#### [Texte proposé]

● ● ●

Fureur chez les démocrates de gauche, déception chez ceux qui croyaient que la victoire de Barack Obama allait changer le monde. Non seulement le nouveau président n'a-t-il rien révolutionné, mais il marche à certains égards dans les traces de Bush...

Comme disent les Anglais, «reality kicked in». Après le lyrisme, la réalité est revenue, dure et incontournable. Il n'y aura pas de miracle. Cet homme ne marche pas sur l'eau.

 

C'est sur le terrain de la lutte contre le terrorisme que le revirement est le plus marqué. Obama promettait de fermer Guantánamo cette année, mais il s'est heurté à l'opposition vigoureuse du Congrès. Même les démocrates l'ont laissé tomber, parce que l'opinion publique se rebelle à l'idée de voir de présumés terroristes (dont l'un serait le chef des attentats du 9-11) transférés dans des prisons en sol américain.

● ● ●

#### [Données fournies]
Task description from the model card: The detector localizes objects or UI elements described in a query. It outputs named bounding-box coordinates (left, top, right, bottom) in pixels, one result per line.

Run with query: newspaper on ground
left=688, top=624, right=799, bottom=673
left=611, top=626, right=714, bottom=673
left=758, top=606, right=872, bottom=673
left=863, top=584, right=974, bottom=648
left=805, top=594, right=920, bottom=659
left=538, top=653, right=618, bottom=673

● ● ●

#### [Objectif de l'exercice]
Recopiez mot pour mot, dans le texte proposé, le passage qui s'ouvre sur les mots contenant « Fureur chez les » et se clôt sur « pas sur l'eau. ».

#### [Zone de réponse]
Fureur chez les démocrates de gauche, déception chez ceux qui croyaient que la victoire de Barack Obama allait changer le monde. Non seulement le nouveau président n'a-t-il rien révolutionné, mais il marche à certains égards dans les traces de Bush...

Comme disent les Anglais, «reality kicked in». Après le lyrisme, la réalité est revenue, dure et incontournable. Il n'y aura pas de miracle. Cet homme ne marche pas sur l'eau.